• **EXERCISE**: Look through the entries below and show every line containing the word "statue".

• **GIVEN INFORMATION**:
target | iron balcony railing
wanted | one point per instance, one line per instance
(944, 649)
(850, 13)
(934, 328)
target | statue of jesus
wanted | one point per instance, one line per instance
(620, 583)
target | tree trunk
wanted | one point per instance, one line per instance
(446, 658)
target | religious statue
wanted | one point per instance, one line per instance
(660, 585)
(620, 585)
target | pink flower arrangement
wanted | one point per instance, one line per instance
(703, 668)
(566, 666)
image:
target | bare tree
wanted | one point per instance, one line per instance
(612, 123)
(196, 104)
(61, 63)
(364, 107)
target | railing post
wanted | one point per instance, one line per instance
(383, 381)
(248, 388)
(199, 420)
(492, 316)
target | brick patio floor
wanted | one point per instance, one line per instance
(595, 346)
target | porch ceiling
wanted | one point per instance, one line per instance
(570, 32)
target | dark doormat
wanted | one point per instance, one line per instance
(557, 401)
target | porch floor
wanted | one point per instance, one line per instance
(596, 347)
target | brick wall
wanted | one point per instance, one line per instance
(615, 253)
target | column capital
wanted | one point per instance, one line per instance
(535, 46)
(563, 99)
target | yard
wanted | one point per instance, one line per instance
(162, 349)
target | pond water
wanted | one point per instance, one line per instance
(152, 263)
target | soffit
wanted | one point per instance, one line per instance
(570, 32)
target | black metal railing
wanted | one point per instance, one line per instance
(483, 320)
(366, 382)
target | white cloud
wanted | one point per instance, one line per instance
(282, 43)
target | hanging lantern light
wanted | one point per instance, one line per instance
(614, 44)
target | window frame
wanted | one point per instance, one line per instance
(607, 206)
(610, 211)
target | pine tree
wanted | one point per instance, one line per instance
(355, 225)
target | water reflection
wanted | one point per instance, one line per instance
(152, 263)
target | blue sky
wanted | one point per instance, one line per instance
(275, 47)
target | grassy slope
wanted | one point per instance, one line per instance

• **RESULT OF THIS EXERCISE**:
target | statue of jesus
target | religious statue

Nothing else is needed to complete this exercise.